▶ _Do this_
Reproduce the material in full, unchanged.

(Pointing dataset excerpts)

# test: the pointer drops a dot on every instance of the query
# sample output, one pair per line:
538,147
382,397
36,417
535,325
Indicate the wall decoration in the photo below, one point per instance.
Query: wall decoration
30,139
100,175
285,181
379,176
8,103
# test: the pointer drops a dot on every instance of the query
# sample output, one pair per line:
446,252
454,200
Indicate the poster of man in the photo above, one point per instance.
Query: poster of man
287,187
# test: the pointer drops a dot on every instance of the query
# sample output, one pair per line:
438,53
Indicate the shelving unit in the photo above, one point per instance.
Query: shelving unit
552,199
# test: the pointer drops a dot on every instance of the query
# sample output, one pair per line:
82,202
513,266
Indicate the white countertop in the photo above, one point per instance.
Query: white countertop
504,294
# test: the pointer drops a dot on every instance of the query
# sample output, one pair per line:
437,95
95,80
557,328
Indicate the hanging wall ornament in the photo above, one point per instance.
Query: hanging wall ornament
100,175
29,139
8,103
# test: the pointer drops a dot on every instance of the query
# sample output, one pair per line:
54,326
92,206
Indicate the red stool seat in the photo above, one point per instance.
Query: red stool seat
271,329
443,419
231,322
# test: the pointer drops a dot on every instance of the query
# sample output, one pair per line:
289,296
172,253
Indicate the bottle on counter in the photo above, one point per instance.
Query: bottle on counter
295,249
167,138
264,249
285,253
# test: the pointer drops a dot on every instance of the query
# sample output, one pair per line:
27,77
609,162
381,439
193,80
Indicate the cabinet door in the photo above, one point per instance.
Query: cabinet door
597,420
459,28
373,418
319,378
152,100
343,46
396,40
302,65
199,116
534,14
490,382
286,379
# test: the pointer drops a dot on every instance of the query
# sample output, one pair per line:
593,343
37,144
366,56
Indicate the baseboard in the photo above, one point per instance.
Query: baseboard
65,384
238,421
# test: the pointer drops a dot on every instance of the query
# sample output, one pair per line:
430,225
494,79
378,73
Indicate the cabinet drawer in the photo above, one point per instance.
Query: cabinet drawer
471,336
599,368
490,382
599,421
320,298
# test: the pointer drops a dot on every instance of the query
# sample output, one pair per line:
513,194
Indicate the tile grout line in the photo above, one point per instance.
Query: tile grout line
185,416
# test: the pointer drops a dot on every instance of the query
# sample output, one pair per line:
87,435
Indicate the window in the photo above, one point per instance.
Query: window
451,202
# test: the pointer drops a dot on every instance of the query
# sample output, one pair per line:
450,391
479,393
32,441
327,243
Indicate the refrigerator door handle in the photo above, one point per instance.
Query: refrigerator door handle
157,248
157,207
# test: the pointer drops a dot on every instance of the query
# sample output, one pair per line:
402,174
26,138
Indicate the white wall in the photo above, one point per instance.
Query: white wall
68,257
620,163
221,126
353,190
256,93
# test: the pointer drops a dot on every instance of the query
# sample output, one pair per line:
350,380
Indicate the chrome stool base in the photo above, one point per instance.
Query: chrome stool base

▶ _Exercise output_
# test: the pointer drops a dot on every instance of the query
# sample output, one pair per line:
538,147
382,397
36,417
535,325
Indicate the wall decoration in the photo below, one point per instance.
Query: wall decoration
30,139
100,175
285,181
379,176
8,103
# test: the pointer drops a dot on every instance of the query
# sample output, one pair per line:
446,252
454,200
Indicate the poster of man in the photo above, one point per instance.
Query: poster of man
287,187
# test: the pointer drops a dot on every instance of the query
# sample output, one pair per line:
438,53
Indicate the shelving unit in the photo above, one point per instance.
Query: shelving unit
552,199
# test: the pointer drops a dot on every instance of the query
# sample output, one pair per line:
82,202
513,266
Indicate the white countertop in the photo above, one point per instance.
Query: white countertop
504,294
# test: the pointer drops a dot on every instance of the query
# sample output, one pair per line:
437,95
95,80
557,328
Indicate the hanging wall ornament in the photo above, one point per instance.
Query: hanging wall ornament
100,175
29,139
8,103
# test: the pointer drops a dot on every instance of the query
# sample output, one pair per line:
54,326
92,206
Indicate the red stool seat in the photo above, one point per instance.
Query: red stool seat
271,329
443,419
231,322
# test: the pointer drops a dot on every instance of the query
# sample output, one pair per line:
289,296
172,253
Indicate the bottle on counter in the photo above, one point per instance.
Query: bottle on counter
295,249
167,138
264,249
285,253
# test: the pointer drops a dot on every instance of the query
# sample output, one pair per line:
27,77
609,162
381,439
193,80
Indicate the cabinet door in the photo above, one point per instance.
Query: cabinet door
597,420
459,28
373,418
319,378
152,100
343,46
396,40
302,65
199,116
534,14
490,382
286,379
# test: the pointer drops a dot on every instance of the query
# sample output, one pair per line:
593,343
37,144
366,56
Indicate the baseboard in the photo above, one point per instance.
Query: baseboard
65,384
238,421
# test: the pointer drops a dot on every instance of the query
# sample output, one pair per line:
430,225
494,79
378,73
Indicate the cabinet drawer in the photo above, one point per instance.
Query: cabinet drawer
471,336
599,368
490,382
599,421
320,298
# test: the pointer drops a dot on every instance of the query
# sample output, one pair per line:
513,194
Indicate the tile grout line in the photo above, one point per instance.
Query: tile grout line
185,416
# test: the pointer drops a dot on every instance of the query
# sample output, one pair per line:
87,435
Indicate the window in the photo above, one point per instance.
Query: window
451,202
# test: the pointer drops a dot on every instance of the query
# sample output, one pair per line:
450,391
479,393
32,441
327,243
Indicate the refrigerator door handle in the photo above, one point per instance.
Query: refrigerator door handle
157,248
157,207
# test: the pointer drops a dot on every instance of the query
# sample output, one pair per line:
402,174
26,138
Indicate the white wall in the photo above, one point per instance.
Query: white wall
68,257
620,163
221,126
353,190
256,93
# test: the pointer drops a dot on every instance of the query
# sample output, one pair per line:
350,380
Indicate the chrome stool base in the photo above, one point per instance.
Query: chrome stool base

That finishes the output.